* **What is expected**
Output the records exactly as they appear, with no pictures included.

# # # # # # #

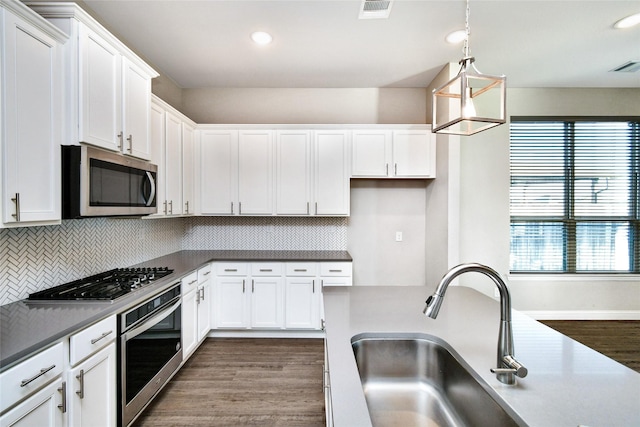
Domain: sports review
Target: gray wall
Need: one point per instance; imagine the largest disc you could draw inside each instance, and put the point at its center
(484, 211)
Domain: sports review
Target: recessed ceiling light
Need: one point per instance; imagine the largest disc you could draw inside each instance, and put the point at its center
(628, 22)
(260, 37)
(456, 37)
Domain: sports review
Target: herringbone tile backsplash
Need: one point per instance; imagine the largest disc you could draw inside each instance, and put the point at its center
(37, 258)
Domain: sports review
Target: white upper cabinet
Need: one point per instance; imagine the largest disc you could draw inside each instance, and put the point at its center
(293, 172)
(188, 169)
(331, 184)
(108, 86)
(255, 172)
(414, 154)
(386, 153)
(31, 102)
(218, 172)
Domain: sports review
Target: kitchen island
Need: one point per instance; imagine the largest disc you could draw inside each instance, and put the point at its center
(568, 384)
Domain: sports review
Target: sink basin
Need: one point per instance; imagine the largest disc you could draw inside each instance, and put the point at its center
(419, 380)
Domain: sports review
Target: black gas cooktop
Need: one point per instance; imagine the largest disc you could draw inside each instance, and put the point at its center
(105, 286)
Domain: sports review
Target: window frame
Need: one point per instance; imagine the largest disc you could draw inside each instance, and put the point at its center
(569, 221)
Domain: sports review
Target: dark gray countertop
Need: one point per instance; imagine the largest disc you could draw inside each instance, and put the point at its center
(27, 327)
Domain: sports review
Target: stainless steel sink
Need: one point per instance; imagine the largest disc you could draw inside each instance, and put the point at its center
(418, 380)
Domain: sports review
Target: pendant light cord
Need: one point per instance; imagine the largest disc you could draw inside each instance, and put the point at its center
(465, 47)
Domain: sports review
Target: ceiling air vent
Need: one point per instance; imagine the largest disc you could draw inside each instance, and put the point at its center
(629, 67)
(375, 9)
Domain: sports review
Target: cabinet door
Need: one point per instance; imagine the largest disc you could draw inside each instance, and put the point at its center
(231, 302)
(293, 172)
(157, 137)
(92, 394)
(188, 169)
(302, 306)
(371, 152)
(43, 409)
(136, 89)
(331, 173)
(100, 92)
(173, 164)
(255, 173)
(190, 322)
(31, 147)
(204, 310)
(267, 297)
(218, 172)
(414, 154)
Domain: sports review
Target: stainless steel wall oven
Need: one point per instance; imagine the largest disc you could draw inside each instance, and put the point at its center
(150, 350)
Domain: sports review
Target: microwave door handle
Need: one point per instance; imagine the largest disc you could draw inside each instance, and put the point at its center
(152, 195)
(151, 322)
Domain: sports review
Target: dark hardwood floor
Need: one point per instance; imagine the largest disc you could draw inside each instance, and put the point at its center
(244, 382)
(278, 382)
(617, 339)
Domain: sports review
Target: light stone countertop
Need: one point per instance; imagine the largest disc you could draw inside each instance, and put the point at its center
(568, 383)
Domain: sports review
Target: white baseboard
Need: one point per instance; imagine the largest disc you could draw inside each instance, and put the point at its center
(244, 333)
(584, 315)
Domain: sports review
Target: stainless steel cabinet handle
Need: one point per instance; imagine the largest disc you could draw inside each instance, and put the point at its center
(80, 378)
(63, 391)
(105, 334)
(16, 200)
(36, 376)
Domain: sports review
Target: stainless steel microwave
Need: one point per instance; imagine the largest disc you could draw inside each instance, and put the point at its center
(97, 182)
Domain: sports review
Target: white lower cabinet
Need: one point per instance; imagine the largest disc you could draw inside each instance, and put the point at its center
(273, 296)
(196, 309)
(92, 390)
(43, 409)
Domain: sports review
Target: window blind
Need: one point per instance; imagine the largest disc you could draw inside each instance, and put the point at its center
(574, 196)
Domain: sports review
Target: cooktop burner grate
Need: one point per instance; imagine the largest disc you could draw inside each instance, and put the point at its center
(103, 286)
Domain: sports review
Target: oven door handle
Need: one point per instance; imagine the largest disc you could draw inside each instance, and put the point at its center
(151, 322)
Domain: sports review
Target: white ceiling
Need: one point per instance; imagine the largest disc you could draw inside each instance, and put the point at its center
(323, 44)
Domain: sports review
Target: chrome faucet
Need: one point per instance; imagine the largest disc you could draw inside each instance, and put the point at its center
(508, 367)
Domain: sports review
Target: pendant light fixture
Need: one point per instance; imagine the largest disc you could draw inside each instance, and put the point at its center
(470, 102)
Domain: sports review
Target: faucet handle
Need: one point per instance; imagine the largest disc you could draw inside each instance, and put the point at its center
(514, 367)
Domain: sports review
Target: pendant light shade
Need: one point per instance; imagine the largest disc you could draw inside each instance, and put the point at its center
(470, 102)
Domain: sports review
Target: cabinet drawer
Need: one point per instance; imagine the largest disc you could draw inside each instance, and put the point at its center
(189, 282)
(266, 269)
(204, 273)
(328, 269)
(301, 268)
(28, 376)
(91, 339)
(231, 269)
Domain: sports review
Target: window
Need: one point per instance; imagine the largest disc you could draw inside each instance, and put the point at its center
(574, 196)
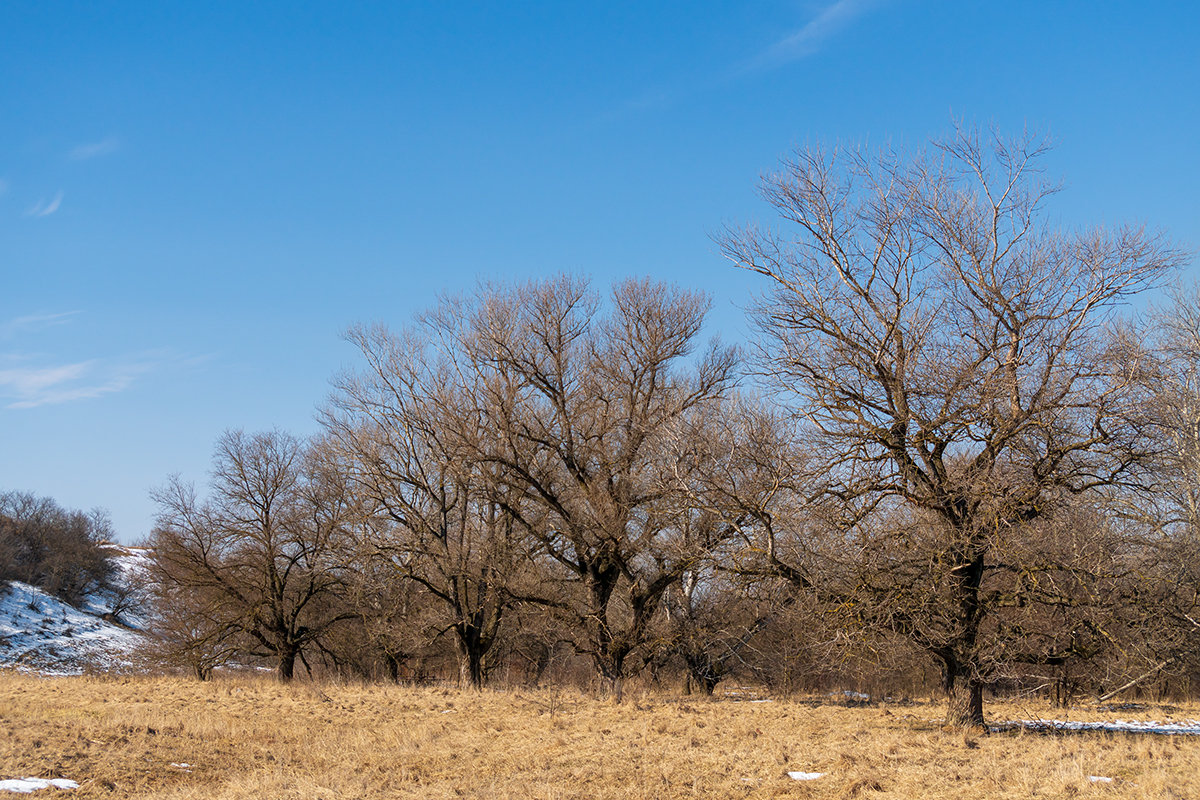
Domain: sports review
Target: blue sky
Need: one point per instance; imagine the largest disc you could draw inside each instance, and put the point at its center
(196, 199)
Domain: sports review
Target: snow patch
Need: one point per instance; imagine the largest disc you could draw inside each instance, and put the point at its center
(41, 633)
(27, 785)
(1186, 728)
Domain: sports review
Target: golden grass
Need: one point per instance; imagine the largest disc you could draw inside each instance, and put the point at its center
(247, 738)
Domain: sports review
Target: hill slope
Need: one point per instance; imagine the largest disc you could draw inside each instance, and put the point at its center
(41, 633)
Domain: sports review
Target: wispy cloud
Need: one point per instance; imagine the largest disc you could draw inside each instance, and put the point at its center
(42, 209)
(33, 386)
(33, 379)
(33, 323)
(813, 36)
(94, 149)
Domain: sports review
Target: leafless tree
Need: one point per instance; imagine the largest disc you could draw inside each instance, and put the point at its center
(949, 354)
(53, 548)
(263, 557)
(580, 408)
(408, 426)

# # # # # # #

* **Result**
Domain: sports review
Target: gray wall
Need: one point per instance; imagine the largest disc you could draw inside each instance, and put the point at its center
(484, 211)
Domain: sports review
Target: recessed ceiling light
Need: one point per instance; imagine the largest disc you could draw inside each instance, and put the point at its center
(628, 22)
(260, 37)
(456, 37)
Domain: sports review
Target: herringbone tile backsplash
Need: one point per instance; imagine the largest disc you could draw inside each instance, and put the point at its center
(37, 258)
Domain: sports review
Target: white upper cabinet
Need: one point per instance; imagine the largest disc you could draw inside each instance, and put the point at its center
(293, 172)
(188, 169)
(331, 184)
(108, 86)
(255, 172)
(414, 154)
(386, 153)
(31, 102)
(218, 172)
Domain: sports review
Target: kitchen island
Need: one point per instance; imagine the largest disc you could draw inside each instance, and put the point at its center
(568, 384)
Domain: sports review
Target: sink basin
Need: one point per instance; imagine the largest disc you could draw inside each instance, and put the point at its center
(419, 380)
Domain: sports review
Target: black gas cooktop
Need: one point per instance; imagine the largest disc you could draw inside each instance, and put the point at its center
(105, 286)
Domain: sports review
Target: window frame
Need: one point per instance; imagine the largest disc you could draw inside each instance, and put the point at its center
(569, 221)
Domain: sports review
Target: dark gray countertop
Need: one point per instance; imagine the largest disc you could draw inside each instance, and put the point at its center
(27, 327)
Domain: sports review
Target: stainless steel sink
Need: one point per instance; imagine the largest disc you could draw inside each instance, and put the point at its center
(418, 380)
Domain: sports review
Target: pendant light cord
Need: one point per instance; imagine the largest disc you could draw inside each instance, and put the point at its center
(465, 47)
Domain: sports review
Target: ceiling air vent
Need: one point per instance; imagine the largest disc you could draw inside each instance, and put the point at its center
(629, 67)
(375, 9)
Domain: sports review
Target: cabinet door
Need: one point per instance; imagine the largest disc you could draw inside each instance, and put the point at its center
(231, 302)
(293, 172)
(157, 137)
(92, 394)
(188, 169)
(302, 306)
(371, 152)
(43, 409)
(136, 89)
(331, 173)
(100, 92)
(173, 164)
(255, 173)
(190, 322)
(31, 147)
(204, 310)
(267, 297)
(218, 172)
(414, 154)
Domain: sports review
Target: stainless steel wall oven
Need: one point per instance; imagine the largest disc you could draw inside each instance, and put the point at its center
(150, 350)
Domain: sports review
Target: microwave door handle
Need: one point per instance; imagine the largest disc you could draw inside each instance, and put the point at its center
(152, 195)
(151, 322)
Domain: sports review
Target: dark hardwood floor
Need: one point per instance; imagine the largest disc you could draw inside each instance, and put the point at its center
(244, 382)
(278, 382)
(617, 339)
Domain: sports review
Target: light stone countertop
Need: one point per instance; imagine the largest disc you could draw inside each instance, and put the point at its center
(568, 383)
Domain: sports review
Target: white baseboard
Need: one point per instance; imagine the largest disc you could draw inside each instance, and put the point at its center
(244, 333)
(584, 315)
Domain: sports review
Target: stainless steel cabinet handle
Need: one point per instance; imagine the largest disc you could draw inside each instance, and put the point at its center
(80, 378)
(63, 391)
(105, 334)
(16, 200)
(36, 376)
Domain: sports review
Target: stainless steel microwave
Need: one point per instance; imagine the largest disc you could draw inside each instance, and put the point at its center
(97, 182)
Domain: sports review
Target: white lower cabinet
Need: one point per instance; imagine the largest disc you could draw inside each instance, and put the point at its center
(273, 296)
(196, 309)
(92, 390)
(43, 409)
Domain: sports review
Target: window blind
Need: one point per instance; imagine the largest disc you could draw inside each instance, and put the point at its center
(574, 196)
Domain: sports review
Target: cooktop burner grate
Need: one point per instance; imagine the largest disc you could draw inside each instance, and put the point at its center
(103, 286)
Domain: sports review
Target: oven door handle
Need: one point per instance; imagine the largest disc you could draw inside each instance, and put the point at its center
(151, 322)
Domain: sports review
Target: white ceiling
Need: one point per instance; imagine the largest disc you could draw inside each instance, and put the point at its center
(323, 44)
Domain: sports review
Target: chrome faucet
Need: one point per instance; imagine the largest disc you could draw inside each instance, and put the point at its center
(508, 367)
Domain: sports review
Target: pendant light fixture
Need: one point per instance; imagine the largest disc you could draw inside each instance, and put the point at its center
(470, 102)
Domain: sports review
Target: faucet handle
Need: one point per instance; imagine the largest disc you could draw inside each instance, and put the point at its center
(514, 367)
Domain: sports review
Target: pendant light shade
Need: one point per instance; imagine the largest disc you could draw inside each instance, and put the point at its center
(470, 102)
Domain: sports review
Target: cabinet drawer
Need: one point per instance; imagine the largest disc you could draw inside each instance, and put the point at its center
(189, 282)
(266, 269)
(204, 273)
(328, 269)
(301, 268)
(28, 376)
(91, 339)
(231, 269)
Domain: sports review
Target: window
Need: one point per instance; imagine the largest disc you could draw inside each instance, and put the point at its center
(574, 196)
Domain: sports review
Target: blue sky
Need: one point per instance; imagine the largest disc you could draw inside each instance, and put the point at its center
(196, 199)
Domain: sports review
Target: snow patch
Need: one point per instance; imagine the largest disc you could draw inside each instance, and put the point at its center
(41, 633)
(27, 785)
(1186, 728)
Domain: sports review
Target: golden grass
Need: one point per instance; imagine the largest disc you could draw inside each instance, and put the point at its center
(247, 738)
Domain: sports review
Target: hill slope
Need: one point per instance; imagine the largest disc you could draw inside each instance, and put the point at its center
(41, 633)
Domain: sports review
Target: wispy cloud
Need: one point per instance; imagine the largest disc you could draw inside each instance, and put the point at its center
(42, 209)
(33, 386)
(33, 379)
(33, 323)
(813, 36)
(94, 149)
Domain: sports review
Target: leafless tree
Need: one point per instance; imagine the largest disc you could draw inside each instance, and put the point at its center
(949, 354)
(53, 548)
(263, 557)
(580, 408)
(408, 426)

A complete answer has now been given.